* Assignment: Pick each line containing "railing" out of the records.
Exercise material section start
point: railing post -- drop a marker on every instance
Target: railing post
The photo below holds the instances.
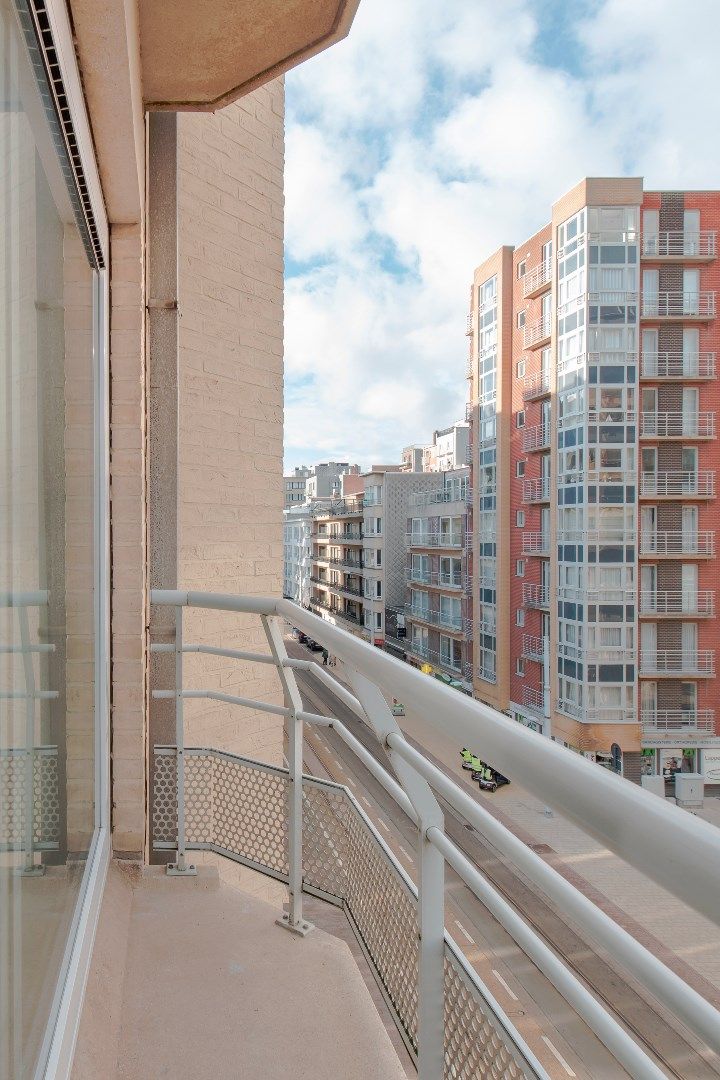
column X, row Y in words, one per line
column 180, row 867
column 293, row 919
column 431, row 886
Exercise material section end
Exercise material section start
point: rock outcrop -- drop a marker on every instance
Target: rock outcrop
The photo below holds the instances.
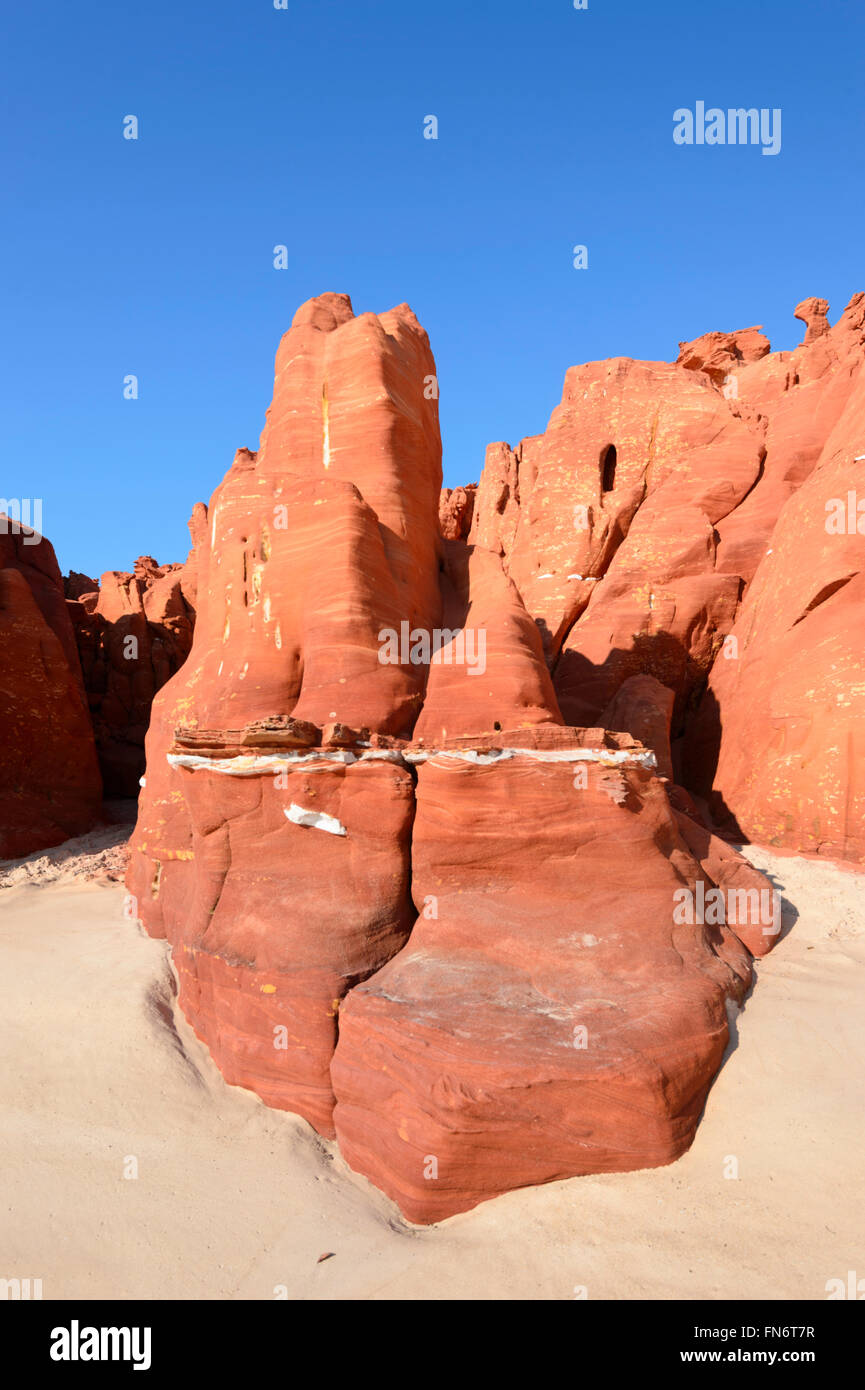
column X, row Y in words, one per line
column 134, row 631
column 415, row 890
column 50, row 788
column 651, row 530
Exercise material section end
* Result for this task:
point: railing post -- drop a marker on every instance
Target: railing post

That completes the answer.